→ **Aim**: Gather every line of the listing that contains the string "target". Case counts.

start Material for the task

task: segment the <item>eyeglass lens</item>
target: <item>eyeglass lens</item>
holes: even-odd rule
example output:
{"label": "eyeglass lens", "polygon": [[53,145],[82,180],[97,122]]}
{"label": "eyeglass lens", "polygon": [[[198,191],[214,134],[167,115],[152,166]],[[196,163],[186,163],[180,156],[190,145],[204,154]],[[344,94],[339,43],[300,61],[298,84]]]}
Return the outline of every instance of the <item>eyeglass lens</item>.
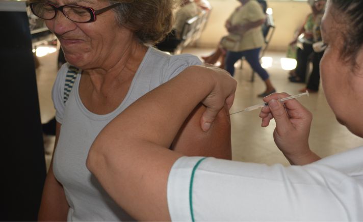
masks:
{"label": "eyeglass lens", "polygon": [[[77,22],[87,22],[91,20],[92,12],[87,8],[76,5],[66,5],[59,8],[64,15],[69,19]],[[32,9],[35,15],[46,20],[52,19],[56,16],[57,8],[46,3],[32,4]]]}

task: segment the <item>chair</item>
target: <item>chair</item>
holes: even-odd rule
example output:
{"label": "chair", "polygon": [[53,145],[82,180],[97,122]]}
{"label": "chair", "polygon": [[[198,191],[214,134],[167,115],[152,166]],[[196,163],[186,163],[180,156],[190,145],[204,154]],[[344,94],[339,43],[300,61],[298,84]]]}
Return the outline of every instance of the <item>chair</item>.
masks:
{"label": "chair", "polygon": [[196,30],[197,30],[197,25],[199,21],[199,15],[187,20],[182,31],[180,43],[174,51],[174,54],[180,54],[184,48],[192,42]]}
{"label": "chair", "polygon": [[[265,46],[263,47],[260,55],[260,61],[262,57],[265,55],[267,48],[268,48],[270,42],[272,38],[273,34],[275,32],[275,23],[273,20],[273,17],[272,14],[268,14],[266,15],[266,20],[262,25],[262,33],[264,36],[264,38],[265,39]],[[240,69],[242,69],[242,61],[243,58],[241,58],[241,66],[240,66]],[[252,70],[252,74],[251,75],[251,81],[253,82],[254,81],[254,71]]]}

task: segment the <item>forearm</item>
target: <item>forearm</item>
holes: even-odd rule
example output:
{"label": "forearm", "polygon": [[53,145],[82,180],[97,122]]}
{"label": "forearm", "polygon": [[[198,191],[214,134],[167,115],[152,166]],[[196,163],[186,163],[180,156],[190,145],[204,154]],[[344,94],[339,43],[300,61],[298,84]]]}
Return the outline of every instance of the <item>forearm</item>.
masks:
{"label": "forearm", "polygon": [[293,155],[284,154],[284,155],[291,165],[305,165],[321,159],[309,149],[305,153]]}

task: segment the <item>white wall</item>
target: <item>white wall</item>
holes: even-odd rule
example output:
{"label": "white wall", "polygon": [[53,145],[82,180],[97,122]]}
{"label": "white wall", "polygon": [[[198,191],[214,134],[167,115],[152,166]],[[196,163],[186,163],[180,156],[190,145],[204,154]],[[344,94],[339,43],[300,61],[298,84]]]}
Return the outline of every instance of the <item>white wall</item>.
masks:
{"label": "white wall", "polygon": [[[210,0],[213,7],[206,27],[197,46],[214,47],[221,37],[226,35],[224,22],[235,9],[240,5],[236,0]],[[305,2],[268,1],[268,7],[273,10],[276,30],[269,46],[272,50],[285,50],[294,33],[303,23],[310,12]]]}

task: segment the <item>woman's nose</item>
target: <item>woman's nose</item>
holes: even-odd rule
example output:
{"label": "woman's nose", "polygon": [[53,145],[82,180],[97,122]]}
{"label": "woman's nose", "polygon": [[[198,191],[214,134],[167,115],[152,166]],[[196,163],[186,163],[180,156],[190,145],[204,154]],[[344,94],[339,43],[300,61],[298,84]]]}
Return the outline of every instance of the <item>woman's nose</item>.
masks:
{"label": "woman's nose", "polygon": [[45,22],[49,30],[56,35],[62,35],[74,29],[76,26],[75,22],[67,18],[60,11],[57,12],[54,19],[47,20]]}

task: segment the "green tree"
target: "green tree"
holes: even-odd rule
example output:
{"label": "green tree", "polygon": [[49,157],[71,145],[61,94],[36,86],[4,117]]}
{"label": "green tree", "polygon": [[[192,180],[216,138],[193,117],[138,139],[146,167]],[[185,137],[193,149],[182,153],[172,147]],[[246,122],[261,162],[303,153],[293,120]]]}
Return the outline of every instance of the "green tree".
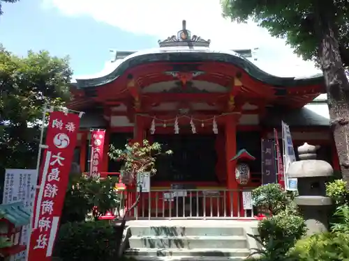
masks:
{"label": "green tree", "polygon": [[18,1],[18,0],[0,0],[0,15],[3,14],[3,12],[2,12],[3,3],[15,3],[17,1]]}
{"label": "green tree", "polygon": [[[253,19],[273,36],[285,38],[296,53],[323,72],[330,125],[343,179],[349,182],[349,5],[346,0],[221,0],[233,21]],[[349,182],[347,182],[349,189]]]}
{"label": "green tree", "polygon": [[47,52],[22,58],[0,45],[0,173],[36,168],[43,106],[68,100],[71,75],[66,58]]}

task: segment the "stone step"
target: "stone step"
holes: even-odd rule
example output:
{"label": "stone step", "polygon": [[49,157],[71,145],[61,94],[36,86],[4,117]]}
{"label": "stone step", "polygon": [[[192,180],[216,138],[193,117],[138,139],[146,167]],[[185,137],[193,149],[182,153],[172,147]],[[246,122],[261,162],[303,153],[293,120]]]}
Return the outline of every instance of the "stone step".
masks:
{"label": "stone step", "polygon": [[243,261],[246,257],[136,255],[131,258],[139,261]]}
{"label": "stone step", "polygon": [[243,236],[242,227],[207,226],[132,226],[132,235],[142,236]]}
{"label": "stone step", "polygon": [[131,236],[131,248],[246,248],[244,236]]}
{"label": "stone step", "polygon": [[153,257],[247,257],[250,254],[248,248],[129,248],[126,250],[128,256],[153,256]]}

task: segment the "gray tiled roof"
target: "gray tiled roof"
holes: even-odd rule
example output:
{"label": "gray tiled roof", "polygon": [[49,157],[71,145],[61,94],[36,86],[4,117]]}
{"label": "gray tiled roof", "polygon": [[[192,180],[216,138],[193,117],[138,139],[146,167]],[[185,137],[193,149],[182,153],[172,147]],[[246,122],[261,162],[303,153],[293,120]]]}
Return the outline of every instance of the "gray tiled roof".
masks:
{"label": "gray tiled roof", "polygon": [[329,126],[328,118],[306,108],[288,111],[276,108],[271,109],[261,120],[261,124],[264,126],[275,127],[281,125],[282,120],[290,126]]}

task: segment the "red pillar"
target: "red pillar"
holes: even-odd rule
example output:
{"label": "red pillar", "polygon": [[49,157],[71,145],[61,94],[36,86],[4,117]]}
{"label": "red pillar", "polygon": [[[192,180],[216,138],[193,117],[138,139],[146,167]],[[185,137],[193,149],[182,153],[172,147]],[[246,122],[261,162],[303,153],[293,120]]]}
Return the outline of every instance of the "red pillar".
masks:
{"label": "red pillar", "polygon": [[81,136],[81,143],[80,143],[80,170],[82,173],[86,171],[85,165],[86,165],[86,158],[87,158],[87,150],[86,147],[87,146],[87,135],[88,132],[84,132]]}
{"label": "red pillar", "polygon": [[[143,144],[143,139],[144,139],[144,118],[135,115],[135,126],[133,127],[133,142],[138,142],[140,145]],[[136,177],[135,177],[136,178]],[[128,193],[128,207],[132,206],[135,202],[137,198],[137,188],[135,184],[128,186],[127,190]],[[138,214],[140,213],[140,208],[138,207]],[[132,211],[131,213],[131,216],[134,216],[135,212]]]}
{"label": "red pillar", "polygon": [[[232,212],[234,216],[237,216],[239,209],[239,184],[235,180],[236,162],[230,159],[237,154],[236,125],[237,116],[234,114],[225,116],[225,161],[227,165],[227,188],[230,190],[227,193],[228,216]],[[232,191],[231,190],[233,190]]]}

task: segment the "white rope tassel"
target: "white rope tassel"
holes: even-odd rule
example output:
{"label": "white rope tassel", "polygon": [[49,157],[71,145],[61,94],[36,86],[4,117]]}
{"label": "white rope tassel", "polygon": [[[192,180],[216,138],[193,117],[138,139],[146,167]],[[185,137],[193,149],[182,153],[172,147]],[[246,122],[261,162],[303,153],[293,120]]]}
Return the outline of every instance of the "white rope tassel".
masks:
{"label": "white rope tassel", "polygon": [[214,122],[212,123],[212,131],[215,134],[218,134],[217,122],[216,121],[216,116],[214,117]]}
{"label": "white rope tassel", "polygon": [[193,118],[191,118],[191,132],[193,132],[193,134],[195,134],[196,133],[196,128],[194,122],[193,121]]}
{"label": "white rope tassel", "polygon": [[151,121],[151,126],[150,127],[150,134],[154,134],[155,133],[155,120],[153,119]]}
{"label": "white rope tassel", "polygon": [[176,117],[176,120],[174,121],[174,134],[178,134],[179,133],[179,126],[178,126],[178,117]]}

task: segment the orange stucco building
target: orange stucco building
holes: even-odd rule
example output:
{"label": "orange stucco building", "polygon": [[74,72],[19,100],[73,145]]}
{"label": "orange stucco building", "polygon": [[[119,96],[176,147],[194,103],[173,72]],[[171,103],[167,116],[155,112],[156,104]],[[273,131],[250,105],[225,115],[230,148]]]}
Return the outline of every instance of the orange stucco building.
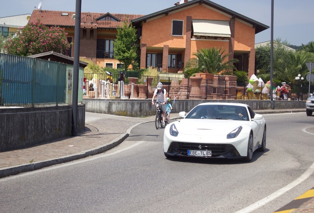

end Material for the task

→ **Full answer**:
target: <item>eyeglass lens</item>
target: <item>chair</item>
target: <item>forearm</item>
target: <item>white wall</item>
target: <item>woman's nose</item>
target: "green tree"
target: "stone step"
target: "gray tiled roof"
target: "red pillar"
target: "white rope tassel"
target: orange stucco building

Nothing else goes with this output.